# Text section
▼
As you folks join me here on today’s adventure into Grunge-ville USA…uhhh, you know, Seattle…let us first ponder the origins of this movement known as “Grunge”.  What is “Grunge”? Was this a term born in Seattle?  Or did the Seattle “Grunge” rock scene adopt this adjective to describe the disheveled flannel wearing appearance of the “Grunge” rock fan-base? Or perhaps the term was adopted to describe the rough & unpolished sounds of Seattle’s unique combination of mash’n, punk rock with heavy metal rock?

 

Or perhaps it is magically mystery added to the long list of magical mysteries Seattle is alleged to harbor: the first “UFO” sighting…the Green River Killer…the location of Bill Nye’s alleged scientific qualifications…the first sightings of “Men in Black”…Bigfoot…the origins of the Trump family foray into hotels, or possibly more accurate the “Drumpf” family foray into Brothels…and last but not least, who took the jam outta Cal Ripken’s donut???…all Seattle mysteries…shall we add the origins of “Grunge” to this list??

 

Well Folks of the Interwebs…much like the shade of President Trump’s hair (side note: my best guess the color is Orange Parrot, available at your Home Depot location), the true origins of the characterization of “Grunge” rock seems to be a mystery.  It appears that a variety of folks have claimed to have coined the term “Grunge”…from legendary Rolling Stones journalist, Lester Bangs, circa (aka. Phillip Seymour Hoffman’s character in the hit rock’n’roll, pseudo biopic, “Almost Famous”)…to Seattle’s own legendary “Grunge” rock god, Mark Arm (Green River, Mudhoney), in the early onset of “Grunge” rock in the 1981…a term later utilized by Arm’s Green River band’s first Sub Pop Records album…hell, even the mythical-mad-man behind the pop culture icon/serial killer-named musical outfit known as Marilyn Manson even claimed to have coined the term "Grunge".
▲
# Written problem 1
Report every line in the rows below that contains the word "light".

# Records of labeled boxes
▼
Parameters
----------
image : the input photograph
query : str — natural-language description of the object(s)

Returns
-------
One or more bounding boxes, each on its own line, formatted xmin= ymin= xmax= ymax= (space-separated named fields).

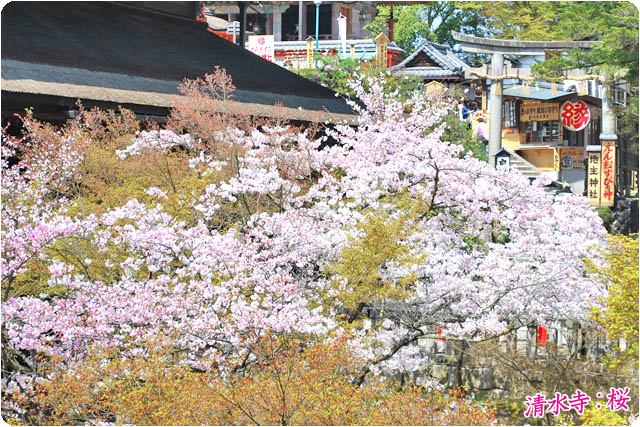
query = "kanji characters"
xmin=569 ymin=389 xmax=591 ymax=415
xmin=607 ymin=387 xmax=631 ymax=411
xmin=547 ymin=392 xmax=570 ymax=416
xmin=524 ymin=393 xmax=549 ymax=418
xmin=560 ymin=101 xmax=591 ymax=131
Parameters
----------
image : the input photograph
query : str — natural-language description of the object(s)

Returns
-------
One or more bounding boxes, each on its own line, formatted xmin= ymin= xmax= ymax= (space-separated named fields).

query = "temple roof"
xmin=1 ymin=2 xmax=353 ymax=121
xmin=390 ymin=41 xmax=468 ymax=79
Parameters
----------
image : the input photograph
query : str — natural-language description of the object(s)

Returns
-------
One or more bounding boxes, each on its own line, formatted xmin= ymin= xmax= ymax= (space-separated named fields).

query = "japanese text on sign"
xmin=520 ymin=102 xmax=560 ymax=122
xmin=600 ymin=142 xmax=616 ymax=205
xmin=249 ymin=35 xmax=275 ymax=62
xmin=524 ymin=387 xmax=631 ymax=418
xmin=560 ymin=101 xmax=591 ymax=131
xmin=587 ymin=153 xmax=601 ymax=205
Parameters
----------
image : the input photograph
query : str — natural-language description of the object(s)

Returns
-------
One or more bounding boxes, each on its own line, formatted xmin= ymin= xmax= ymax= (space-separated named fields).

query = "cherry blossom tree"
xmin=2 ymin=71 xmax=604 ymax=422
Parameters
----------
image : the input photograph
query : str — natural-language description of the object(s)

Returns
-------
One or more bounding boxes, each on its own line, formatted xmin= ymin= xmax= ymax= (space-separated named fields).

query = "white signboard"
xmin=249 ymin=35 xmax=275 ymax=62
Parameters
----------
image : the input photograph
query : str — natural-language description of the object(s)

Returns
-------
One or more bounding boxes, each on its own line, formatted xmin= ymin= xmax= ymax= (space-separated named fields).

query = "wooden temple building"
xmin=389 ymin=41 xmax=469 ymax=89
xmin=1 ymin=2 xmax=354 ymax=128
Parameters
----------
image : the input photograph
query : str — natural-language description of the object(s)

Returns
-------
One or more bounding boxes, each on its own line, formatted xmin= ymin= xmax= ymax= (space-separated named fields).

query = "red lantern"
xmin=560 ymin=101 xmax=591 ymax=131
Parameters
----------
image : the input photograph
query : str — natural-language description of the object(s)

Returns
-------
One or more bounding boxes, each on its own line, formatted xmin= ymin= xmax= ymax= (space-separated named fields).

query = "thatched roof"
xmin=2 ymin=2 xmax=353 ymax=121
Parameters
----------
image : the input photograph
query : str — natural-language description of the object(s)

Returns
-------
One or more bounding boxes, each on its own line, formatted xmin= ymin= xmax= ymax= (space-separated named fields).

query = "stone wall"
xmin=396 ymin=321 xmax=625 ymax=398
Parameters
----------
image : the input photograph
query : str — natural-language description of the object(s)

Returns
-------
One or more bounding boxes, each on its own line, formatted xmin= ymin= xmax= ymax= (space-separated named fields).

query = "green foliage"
▲
▼
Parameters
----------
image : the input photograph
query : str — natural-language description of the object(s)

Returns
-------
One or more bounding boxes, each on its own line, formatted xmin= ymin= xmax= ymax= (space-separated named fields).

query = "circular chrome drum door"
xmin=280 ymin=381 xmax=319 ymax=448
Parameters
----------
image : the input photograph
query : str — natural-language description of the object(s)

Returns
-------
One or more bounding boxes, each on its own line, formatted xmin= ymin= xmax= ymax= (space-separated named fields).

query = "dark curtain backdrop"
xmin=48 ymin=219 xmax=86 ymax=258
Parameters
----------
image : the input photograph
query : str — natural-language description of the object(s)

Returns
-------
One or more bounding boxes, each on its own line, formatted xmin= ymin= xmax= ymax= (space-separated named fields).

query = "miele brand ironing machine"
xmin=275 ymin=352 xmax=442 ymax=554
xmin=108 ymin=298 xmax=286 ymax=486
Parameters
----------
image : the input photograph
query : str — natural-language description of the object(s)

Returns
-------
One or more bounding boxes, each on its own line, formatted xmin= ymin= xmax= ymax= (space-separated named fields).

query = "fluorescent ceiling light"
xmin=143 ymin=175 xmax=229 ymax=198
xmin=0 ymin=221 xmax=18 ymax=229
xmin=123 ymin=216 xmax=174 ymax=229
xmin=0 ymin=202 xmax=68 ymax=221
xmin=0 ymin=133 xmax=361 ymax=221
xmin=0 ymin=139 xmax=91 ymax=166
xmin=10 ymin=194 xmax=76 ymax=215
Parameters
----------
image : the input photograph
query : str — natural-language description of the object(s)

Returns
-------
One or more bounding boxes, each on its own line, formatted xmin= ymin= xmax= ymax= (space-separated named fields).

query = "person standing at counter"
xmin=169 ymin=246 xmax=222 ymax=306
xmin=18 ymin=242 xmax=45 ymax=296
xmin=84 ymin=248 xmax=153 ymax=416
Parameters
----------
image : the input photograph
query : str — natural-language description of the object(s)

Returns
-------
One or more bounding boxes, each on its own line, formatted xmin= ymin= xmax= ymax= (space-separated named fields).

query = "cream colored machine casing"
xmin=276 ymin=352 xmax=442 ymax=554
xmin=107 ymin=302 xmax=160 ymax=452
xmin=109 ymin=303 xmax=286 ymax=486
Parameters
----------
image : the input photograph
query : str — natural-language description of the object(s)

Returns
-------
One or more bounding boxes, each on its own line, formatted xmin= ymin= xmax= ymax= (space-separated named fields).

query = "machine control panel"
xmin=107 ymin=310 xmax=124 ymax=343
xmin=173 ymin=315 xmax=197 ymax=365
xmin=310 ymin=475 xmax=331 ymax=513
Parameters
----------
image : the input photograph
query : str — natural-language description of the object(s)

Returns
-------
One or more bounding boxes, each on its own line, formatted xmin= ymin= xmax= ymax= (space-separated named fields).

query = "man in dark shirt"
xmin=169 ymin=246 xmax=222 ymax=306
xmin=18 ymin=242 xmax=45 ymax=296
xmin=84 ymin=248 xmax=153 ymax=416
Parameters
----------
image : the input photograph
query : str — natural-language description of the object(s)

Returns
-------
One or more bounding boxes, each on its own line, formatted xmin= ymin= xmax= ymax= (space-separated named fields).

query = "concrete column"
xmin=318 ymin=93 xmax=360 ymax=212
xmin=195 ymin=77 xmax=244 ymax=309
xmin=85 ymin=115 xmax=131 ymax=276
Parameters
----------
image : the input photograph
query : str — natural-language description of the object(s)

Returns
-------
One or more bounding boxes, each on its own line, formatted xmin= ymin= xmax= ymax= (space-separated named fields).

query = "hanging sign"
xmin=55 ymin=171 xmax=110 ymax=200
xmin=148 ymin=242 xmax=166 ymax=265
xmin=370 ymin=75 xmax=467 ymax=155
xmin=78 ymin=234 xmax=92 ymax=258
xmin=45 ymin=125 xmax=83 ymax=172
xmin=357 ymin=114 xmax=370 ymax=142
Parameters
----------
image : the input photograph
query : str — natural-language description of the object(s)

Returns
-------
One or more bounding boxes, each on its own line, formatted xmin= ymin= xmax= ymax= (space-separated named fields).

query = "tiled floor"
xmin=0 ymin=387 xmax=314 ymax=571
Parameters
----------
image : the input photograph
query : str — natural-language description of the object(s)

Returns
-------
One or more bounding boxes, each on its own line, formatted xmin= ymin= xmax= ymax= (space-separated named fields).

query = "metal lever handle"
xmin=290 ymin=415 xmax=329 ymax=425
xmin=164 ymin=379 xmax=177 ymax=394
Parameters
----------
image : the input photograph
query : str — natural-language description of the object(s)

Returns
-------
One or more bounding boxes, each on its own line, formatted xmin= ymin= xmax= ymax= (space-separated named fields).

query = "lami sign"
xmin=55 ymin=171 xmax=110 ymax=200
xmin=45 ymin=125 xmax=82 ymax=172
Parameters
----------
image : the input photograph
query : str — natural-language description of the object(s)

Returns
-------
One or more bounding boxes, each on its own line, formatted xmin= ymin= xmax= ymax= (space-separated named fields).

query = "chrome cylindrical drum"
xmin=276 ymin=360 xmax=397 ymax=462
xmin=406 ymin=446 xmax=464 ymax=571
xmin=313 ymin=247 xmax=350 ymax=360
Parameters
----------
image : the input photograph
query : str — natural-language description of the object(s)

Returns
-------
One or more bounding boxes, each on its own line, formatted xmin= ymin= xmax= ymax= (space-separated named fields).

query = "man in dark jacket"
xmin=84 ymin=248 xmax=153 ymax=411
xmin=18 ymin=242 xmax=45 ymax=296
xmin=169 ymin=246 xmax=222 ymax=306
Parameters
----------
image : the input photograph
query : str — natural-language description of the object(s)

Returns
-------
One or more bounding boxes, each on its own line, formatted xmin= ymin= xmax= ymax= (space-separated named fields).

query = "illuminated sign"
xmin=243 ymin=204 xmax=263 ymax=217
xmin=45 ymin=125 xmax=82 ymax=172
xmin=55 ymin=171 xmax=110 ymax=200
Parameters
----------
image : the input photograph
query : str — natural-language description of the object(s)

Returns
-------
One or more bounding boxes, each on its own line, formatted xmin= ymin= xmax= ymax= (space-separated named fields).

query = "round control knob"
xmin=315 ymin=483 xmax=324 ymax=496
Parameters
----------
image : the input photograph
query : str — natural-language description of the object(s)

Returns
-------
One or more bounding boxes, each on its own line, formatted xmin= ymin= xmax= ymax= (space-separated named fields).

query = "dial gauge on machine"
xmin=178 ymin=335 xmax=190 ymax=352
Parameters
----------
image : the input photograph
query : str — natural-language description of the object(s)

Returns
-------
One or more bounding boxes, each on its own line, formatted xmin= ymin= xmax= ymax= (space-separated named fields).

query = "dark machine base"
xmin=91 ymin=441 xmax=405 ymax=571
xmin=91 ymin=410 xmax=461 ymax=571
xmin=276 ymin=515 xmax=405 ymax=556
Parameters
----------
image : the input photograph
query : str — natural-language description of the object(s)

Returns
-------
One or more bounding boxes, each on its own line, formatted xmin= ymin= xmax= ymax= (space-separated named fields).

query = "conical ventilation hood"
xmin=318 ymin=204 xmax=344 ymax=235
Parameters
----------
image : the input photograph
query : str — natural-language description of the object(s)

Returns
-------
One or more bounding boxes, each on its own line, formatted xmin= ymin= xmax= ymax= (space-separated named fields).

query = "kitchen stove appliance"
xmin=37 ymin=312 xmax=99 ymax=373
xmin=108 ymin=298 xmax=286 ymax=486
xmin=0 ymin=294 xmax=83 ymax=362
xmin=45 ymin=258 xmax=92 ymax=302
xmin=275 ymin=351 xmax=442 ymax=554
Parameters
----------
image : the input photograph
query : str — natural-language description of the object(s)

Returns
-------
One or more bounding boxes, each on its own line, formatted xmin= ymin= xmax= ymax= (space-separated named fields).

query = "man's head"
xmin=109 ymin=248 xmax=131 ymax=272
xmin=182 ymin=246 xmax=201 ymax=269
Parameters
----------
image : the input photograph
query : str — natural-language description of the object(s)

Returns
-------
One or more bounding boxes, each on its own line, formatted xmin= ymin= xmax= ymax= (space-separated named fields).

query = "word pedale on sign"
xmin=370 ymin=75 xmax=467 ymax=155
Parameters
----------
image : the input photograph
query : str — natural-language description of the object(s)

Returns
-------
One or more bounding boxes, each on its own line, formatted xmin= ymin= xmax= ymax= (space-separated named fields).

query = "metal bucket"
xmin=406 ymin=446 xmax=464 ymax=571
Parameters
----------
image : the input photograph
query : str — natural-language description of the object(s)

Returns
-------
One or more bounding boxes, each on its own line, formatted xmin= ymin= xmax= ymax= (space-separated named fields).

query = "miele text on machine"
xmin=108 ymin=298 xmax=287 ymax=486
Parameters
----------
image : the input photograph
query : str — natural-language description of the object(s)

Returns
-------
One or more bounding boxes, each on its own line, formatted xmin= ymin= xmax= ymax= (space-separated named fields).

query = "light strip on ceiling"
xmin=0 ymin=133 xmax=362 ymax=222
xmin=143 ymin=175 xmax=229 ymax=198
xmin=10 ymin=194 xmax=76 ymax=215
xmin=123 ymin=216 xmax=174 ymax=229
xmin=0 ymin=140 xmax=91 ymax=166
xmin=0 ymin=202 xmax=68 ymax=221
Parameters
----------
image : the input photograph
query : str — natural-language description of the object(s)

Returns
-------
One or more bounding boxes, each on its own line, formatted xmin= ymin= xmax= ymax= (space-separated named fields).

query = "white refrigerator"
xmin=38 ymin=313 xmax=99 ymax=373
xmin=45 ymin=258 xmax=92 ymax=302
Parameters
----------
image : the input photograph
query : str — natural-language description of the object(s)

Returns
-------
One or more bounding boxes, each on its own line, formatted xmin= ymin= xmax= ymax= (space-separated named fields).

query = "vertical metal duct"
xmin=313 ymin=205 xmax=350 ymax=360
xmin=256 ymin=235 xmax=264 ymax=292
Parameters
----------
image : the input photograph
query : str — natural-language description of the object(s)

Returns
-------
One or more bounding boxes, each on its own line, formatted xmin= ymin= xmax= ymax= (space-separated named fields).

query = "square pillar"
▲
▼
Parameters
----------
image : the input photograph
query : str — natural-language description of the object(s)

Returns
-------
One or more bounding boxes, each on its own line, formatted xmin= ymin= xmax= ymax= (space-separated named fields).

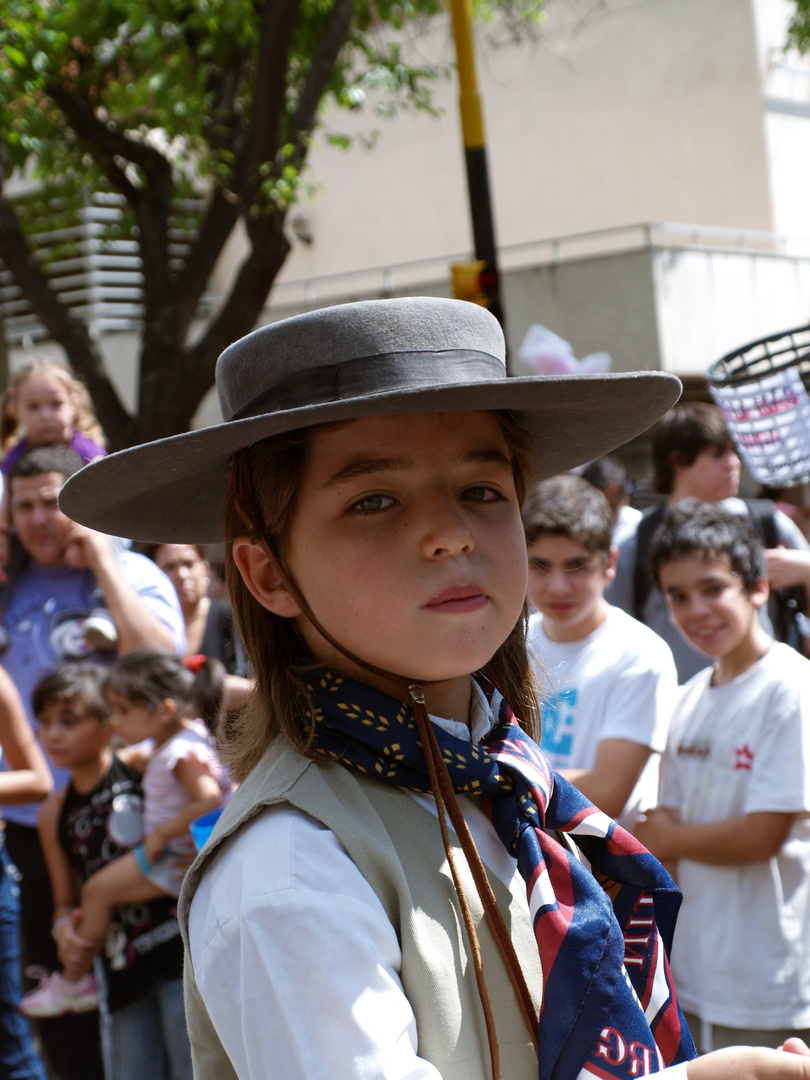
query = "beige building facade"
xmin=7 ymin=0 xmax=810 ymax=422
▲
# Written problem 2
Write the next part of the piece on the origins of the term "Grunge," picking up after its final sentence.

# Expected output 1
query = "fluorescent ceiling light"
query = "light strip on ceiling"

# Expected output 2
What are the origins of “Grunge”?

 

Lester Bangs, a man with a last name that in today’s accepted vernacular is a verb, present tense.  Perhaps, Lester is more famously known as a prolific journalist of rock music, but Lester Bangs may be more recognizable to some folks as the character Phillip Seymour Hoffman portrayed in Cameron Crowe’s pseudo-Biopic, “Almost Famous”.  A wonderful film about a young rock journalist joining a rock band on tour, based upon actual events in Crowe’s life, when a teenage Crowe went on tour with “Led Zepplin” (spoiler alert: Cameron Crowe makes another appearance in this Seattle “Grunge” tale…replete with more direct connections to McGowan’s Laurel Canyon tale…stay tuned in the future). 

 

According to some “Grunge” scholars (fairly certain I just made up that role in life), world-renowned Rolling Stone magazine journalist, Mr. Lester Bangs may have indeed coined the term “Grunge” way way back in the long forgotten years circa 1972.  Lets take a quick jaunt back to the year 1972, ‘Merica was a shit show in an era where even the US Postal Service is rioting, Tricky Dick was in the white house, Charlie Manson (yes he is a character in this Seattle tale too!) was on death row, as a result of California had not yet repealed the death penalty…and apparently elsewhere in California at this time, Mr. Lester Bangs was coining the term “Grunge”. 

 

Mr. Lester Bangs himself (get it!?), stated in the April 1972 issue of Rolling Stone magazine that described a band named the Groundhogs as a “good run-of-the-racks heavy grunge”.  Mr. Lester Bangs used this term in at least two occasions, the other being, “What do they sound like? Great! Grunge noise and mystical studio abstractions.”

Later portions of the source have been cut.